» **Data to use**
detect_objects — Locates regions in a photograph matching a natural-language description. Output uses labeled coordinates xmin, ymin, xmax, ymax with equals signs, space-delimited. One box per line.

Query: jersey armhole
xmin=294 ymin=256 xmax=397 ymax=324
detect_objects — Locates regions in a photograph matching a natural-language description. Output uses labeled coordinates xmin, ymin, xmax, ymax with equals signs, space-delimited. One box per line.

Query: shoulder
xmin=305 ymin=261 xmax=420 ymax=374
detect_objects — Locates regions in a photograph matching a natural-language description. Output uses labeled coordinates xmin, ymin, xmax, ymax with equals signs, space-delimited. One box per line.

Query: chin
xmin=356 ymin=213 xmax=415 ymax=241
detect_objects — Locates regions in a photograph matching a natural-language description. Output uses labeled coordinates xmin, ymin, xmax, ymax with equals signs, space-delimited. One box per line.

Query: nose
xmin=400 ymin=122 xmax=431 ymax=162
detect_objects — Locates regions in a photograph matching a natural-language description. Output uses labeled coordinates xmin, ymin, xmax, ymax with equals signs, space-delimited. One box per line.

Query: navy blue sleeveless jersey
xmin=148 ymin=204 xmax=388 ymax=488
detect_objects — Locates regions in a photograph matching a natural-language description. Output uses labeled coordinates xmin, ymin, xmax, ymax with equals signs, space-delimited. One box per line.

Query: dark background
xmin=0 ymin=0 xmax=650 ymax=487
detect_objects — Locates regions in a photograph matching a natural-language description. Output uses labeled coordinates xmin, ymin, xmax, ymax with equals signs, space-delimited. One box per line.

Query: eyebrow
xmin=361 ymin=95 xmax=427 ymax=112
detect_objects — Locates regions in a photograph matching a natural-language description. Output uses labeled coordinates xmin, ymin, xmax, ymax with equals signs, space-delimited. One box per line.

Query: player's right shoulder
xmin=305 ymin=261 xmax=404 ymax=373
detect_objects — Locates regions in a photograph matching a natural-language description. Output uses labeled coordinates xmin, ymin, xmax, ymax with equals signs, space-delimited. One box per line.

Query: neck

» **What is expected**
List every line of the rows above that contains the string "jersey", treating uppercase and lowercase letters as distinct.

» **Task result**
Query: jersey armhole
Query: navy blue sleeveless jersey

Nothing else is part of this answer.